Parts of the exercise
[A] Can you print the part of the neurostimulator article that opens with the words containing "A new neurostimulator" and closes with "a university article."?
[B] What comes after the last sentence of the article on the WAND brain neurostimulator? Give the continuation.

Text provided

------------------------------

A new neurostimulator developed by engineers at UC Berkeley can listen to and stimulate electric current in the brain at the same time, potentially delivering fine-tuned treatments to patients with diseases like epilepsy and Parkinson's, according to a university article.
The device, named the WAND, works like a “pacemaker for the brain,” monitoring the brain's electrical activity and delivering electrical stimulation if it detects something amiss, according to the article.

These devices can be effective at preventing debilitating tremors or seizures in patients with a variety of neurological conditions, according to the article. But the electrical signatures that precede a seizure or tremor can be extremely subtle, and the frequency and strength of electrical stimulation required to prevent them is equally touchy. It can take years of small adjustments by doctors before the devices provide optimal treatment.

WAND, which stands for wireless artifact-free neuromodulation device, is both wireless and autonomous, meaning that once it learns to recognize the signs of tremor or seizure, it can adjust the stimulation parameters on its own to prevent the unwanted movements. And because it is closed-loop — meaning it can stimulate and record simultaneously — it can adjust these parameters in real-time.

------------------------------

Records supplied
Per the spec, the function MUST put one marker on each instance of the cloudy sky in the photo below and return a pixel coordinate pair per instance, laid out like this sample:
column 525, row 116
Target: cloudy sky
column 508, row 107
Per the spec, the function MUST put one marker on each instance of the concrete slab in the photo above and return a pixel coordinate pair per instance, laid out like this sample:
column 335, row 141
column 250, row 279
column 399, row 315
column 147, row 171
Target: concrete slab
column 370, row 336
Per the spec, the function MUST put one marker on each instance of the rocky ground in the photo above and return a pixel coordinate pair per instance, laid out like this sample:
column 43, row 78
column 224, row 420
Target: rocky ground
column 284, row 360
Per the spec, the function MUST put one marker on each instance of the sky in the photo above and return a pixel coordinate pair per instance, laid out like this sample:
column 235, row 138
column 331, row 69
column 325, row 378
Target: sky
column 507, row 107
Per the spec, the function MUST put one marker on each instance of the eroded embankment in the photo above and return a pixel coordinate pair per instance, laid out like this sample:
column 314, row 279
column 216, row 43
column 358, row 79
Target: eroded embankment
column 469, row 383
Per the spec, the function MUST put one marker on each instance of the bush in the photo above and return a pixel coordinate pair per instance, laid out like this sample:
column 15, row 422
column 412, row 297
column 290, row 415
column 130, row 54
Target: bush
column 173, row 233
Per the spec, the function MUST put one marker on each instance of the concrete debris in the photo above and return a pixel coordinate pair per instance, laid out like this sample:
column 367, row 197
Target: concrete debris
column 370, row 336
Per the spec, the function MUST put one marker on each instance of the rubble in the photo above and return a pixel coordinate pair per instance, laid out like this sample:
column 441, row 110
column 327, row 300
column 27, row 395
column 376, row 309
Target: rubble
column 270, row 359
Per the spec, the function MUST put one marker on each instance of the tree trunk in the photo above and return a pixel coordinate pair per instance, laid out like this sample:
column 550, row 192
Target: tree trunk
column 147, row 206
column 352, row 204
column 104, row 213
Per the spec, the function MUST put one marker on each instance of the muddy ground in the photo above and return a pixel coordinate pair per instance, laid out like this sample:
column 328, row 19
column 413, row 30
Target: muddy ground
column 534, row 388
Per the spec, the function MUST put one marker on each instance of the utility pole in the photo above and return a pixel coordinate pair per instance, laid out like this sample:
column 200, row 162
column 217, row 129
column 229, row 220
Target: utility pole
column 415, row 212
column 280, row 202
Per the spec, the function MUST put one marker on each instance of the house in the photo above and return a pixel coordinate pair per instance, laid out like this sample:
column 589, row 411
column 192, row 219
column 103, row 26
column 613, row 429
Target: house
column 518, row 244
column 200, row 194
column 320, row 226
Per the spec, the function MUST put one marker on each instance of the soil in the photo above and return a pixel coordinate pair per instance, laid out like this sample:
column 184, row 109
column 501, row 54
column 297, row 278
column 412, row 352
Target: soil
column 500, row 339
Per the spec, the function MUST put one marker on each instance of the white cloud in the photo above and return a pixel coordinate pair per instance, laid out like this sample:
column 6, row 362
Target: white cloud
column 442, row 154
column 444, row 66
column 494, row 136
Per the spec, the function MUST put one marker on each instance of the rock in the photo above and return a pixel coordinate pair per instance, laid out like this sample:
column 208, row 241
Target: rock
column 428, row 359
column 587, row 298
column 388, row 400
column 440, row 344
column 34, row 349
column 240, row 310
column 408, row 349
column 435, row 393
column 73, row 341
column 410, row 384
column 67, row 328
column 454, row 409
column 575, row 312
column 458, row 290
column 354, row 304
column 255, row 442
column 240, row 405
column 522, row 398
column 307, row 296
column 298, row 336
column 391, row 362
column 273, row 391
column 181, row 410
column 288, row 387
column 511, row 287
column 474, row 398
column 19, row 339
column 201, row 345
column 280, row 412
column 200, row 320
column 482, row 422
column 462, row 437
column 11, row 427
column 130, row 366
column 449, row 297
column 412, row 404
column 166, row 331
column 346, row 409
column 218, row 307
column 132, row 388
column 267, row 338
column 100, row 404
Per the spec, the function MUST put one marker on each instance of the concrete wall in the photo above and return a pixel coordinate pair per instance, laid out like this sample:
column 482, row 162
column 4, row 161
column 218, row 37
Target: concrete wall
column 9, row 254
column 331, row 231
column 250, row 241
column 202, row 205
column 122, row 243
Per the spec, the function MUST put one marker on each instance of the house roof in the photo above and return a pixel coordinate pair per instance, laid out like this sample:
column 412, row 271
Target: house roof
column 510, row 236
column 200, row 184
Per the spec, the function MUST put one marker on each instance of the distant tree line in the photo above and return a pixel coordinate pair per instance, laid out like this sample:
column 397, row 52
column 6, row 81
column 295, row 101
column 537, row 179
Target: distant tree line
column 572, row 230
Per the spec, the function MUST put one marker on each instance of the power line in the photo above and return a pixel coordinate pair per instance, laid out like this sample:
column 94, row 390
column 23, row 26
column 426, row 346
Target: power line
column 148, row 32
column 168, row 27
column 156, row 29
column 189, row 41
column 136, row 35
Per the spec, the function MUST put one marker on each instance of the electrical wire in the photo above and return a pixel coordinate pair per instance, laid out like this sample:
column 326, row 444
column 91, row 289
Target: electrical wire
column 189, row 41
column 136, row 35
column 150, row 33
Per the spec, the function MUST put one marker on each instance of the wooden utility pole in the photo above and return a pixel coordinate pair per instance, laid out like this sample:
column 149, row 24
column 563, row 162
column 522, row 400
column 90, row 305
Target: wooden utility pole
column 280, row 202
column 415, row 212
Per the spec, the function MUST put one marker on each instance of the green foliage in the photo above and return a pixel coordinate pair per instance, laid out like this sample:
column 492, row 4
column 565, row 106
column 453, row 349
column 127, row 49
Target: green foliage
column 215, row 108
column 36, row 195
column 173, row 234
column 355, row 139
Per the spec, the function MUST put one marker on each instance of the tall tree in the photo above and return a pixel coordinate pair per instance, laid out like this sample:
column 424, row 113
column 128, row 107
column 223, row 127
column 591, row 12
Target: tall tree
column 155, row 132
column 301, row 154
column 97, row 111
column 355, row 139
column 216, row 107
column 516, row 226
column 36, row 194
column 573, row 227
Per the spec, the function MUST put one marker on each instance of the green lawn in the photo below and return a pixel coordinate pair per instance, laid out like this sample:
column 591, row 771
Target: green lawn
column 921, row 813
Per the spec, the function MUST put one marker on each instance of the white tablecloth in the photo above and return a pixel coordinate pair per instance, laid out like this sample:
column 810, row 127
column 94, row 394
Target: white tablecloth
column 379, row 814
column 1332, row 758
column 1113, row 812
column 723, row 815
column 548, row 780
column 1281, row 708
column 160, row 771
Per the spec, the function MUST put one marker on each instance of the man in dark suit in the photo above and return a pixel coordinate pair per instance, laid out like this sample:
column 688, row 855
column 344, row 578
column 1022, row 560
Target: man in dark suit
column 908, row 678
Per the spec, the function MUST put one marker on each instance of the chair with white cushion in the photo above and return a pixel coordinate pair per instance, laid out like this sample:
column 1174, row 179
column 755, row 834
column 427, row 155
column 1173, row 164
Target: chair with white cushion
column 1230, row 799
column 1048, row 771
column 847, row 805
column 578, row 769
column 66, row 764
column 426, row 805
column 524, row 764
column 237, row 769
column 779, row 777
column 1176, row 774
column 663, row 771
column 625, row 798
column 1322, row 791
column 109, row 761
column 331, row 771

------------------------------

Outputs for the tasks
[A]
A new neurostimulator developed by engineers at UC Berkeley can listen to and stimulate electric current in the brain at the same time, potentially delivering fine-tuned treatments to patients with diseases like epilepsy and Parkinson's, according to a university article.

[B]
The device is described in a study that appeared today (Dec. 31) in Nature Biomedical Engineering.

Currently, deep brain stimulators either stop recording while delivering the electrical stimulation, or record at a different part of the brain from where the stimulation is applied — essentially measuring the small ripples at a different point in the pond from the splashing.

“In order to deliver closed-loop stimulation-based therapies, which is a big goal for people treating Parkinson's and epilepsy and a variety of neurological disorders, it is very important to both perform neural recordings and stimulation simultaneously, which currently no single commercial device does,” said former UC Berkeley postdoctoral associate Samantha Santacruz, who is now an assistant professor at the University of Texas in Austin. Santacruz is a BMES member.